◆ What to produce
Report all lines of the data below that hold the word "yellow".

-=-=-

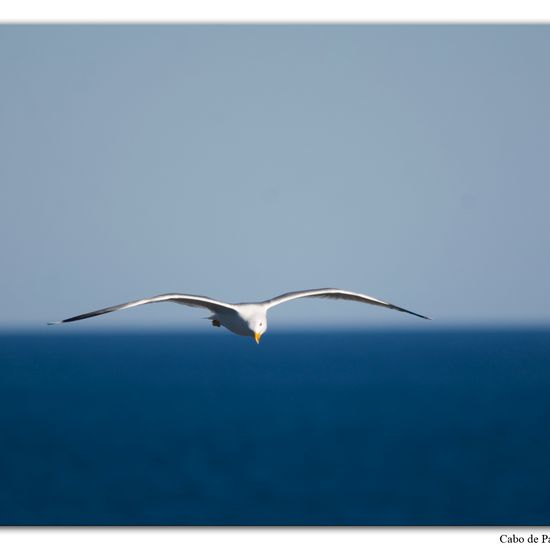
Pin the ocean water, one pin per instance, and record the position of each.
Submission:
(365, 428)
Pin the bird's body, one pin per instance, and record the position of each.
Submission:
(248, 318)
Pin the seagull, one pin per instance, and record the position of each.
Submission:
(247, 318)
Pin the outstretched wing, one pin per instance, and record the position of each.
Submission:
(336, 294)
(185, 299)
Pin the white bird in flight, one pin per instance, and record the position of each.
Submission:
(245, 319)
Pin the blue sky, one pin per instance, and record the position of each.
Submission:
(407, 162)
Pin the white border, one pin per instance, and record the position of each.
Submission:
(283, 11)
(272, 11)
(267, 538)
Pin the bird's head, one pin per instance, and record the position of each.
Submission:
(258, 325)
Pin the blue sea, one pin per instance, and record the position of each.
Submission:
(449, 427)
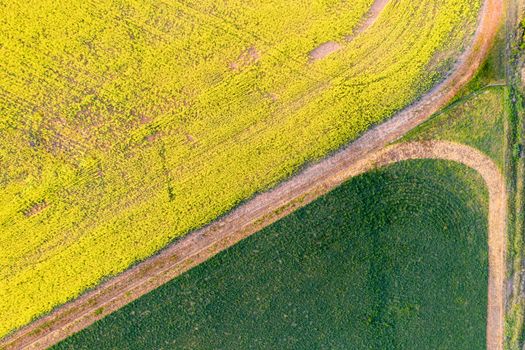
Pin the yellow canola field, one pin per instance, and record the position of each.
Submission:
(126, 124)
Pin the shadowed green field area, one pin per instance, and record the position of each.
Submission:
(127, 124)
(393, 259)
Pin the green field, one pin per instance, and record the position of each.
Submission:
(477, 120)
(393, 259)
(126, 124)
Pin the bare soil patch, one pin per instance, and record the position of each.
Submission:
(330, 47)
(270, 206)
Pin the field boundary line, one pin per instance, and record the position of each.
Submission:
(262, 210)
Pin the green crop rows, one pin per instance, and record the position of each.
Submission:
(126, 124)
(393, 259)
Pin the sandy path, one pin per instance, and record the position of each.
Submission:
(258, 212)
(369, 19)
(196, 249)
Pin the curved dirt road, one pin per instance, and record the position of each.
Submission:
(261, 210)
(497, 216)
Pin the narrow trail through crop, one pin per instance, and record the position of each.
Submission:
(277, 203)
(201, 246)
(369, 19)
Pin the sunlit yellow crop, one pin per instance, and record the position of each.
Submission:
(126, 124)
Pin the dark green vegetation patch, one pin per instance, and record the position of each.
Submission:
(393, 259)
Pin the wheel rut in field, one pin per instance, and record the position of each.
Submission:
(329, 47)
(265, 209)
(202, 245)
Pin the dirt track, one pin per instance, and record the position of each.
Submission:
(270, 206)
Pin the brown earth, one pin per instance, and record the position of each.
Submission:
(275, 204)
(369, 19)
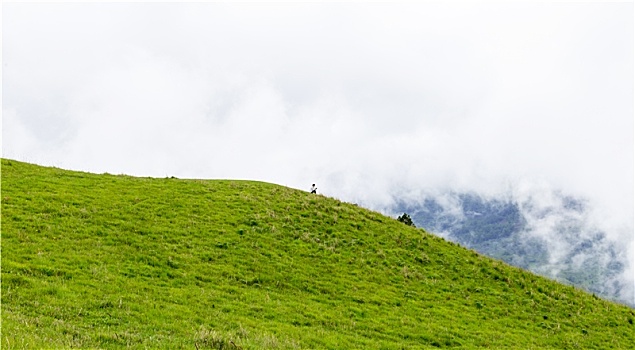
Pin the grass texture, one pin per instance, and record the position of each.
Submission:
(104, 261)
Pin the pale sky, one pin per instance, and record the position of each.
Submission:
(363, 99)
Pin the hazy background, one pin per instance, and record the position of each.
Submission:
(369, 101)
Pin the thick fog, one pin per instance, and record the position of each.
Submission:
(368, 101)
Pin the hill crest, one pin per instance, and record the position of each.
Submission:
(109, 261)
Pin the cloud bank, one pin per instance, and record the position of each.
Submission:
(366, 100)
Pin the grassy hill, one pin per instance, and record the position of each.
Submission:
(103, 261)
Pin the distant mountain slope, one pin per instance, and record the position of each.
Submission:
(499, 228)
(102, 261)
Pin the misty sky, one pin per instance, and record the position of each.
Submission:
(365, 100)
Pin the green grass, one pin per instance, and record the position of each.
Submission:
(103, 261)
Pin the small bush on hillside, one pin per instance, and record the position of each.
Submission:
(405, 218)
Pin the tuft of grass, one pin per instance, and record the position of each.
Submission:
(103, 261)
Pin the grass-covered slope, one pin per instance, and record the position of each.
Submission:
(102, 261)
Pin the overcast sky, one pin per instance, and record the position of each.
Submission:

-=-=-

◆ Output
Pin the yellow canola field, one pin per instance, and record the position of each.
Pin the sunlit yellow crop, one pin per instance, and record the position of each.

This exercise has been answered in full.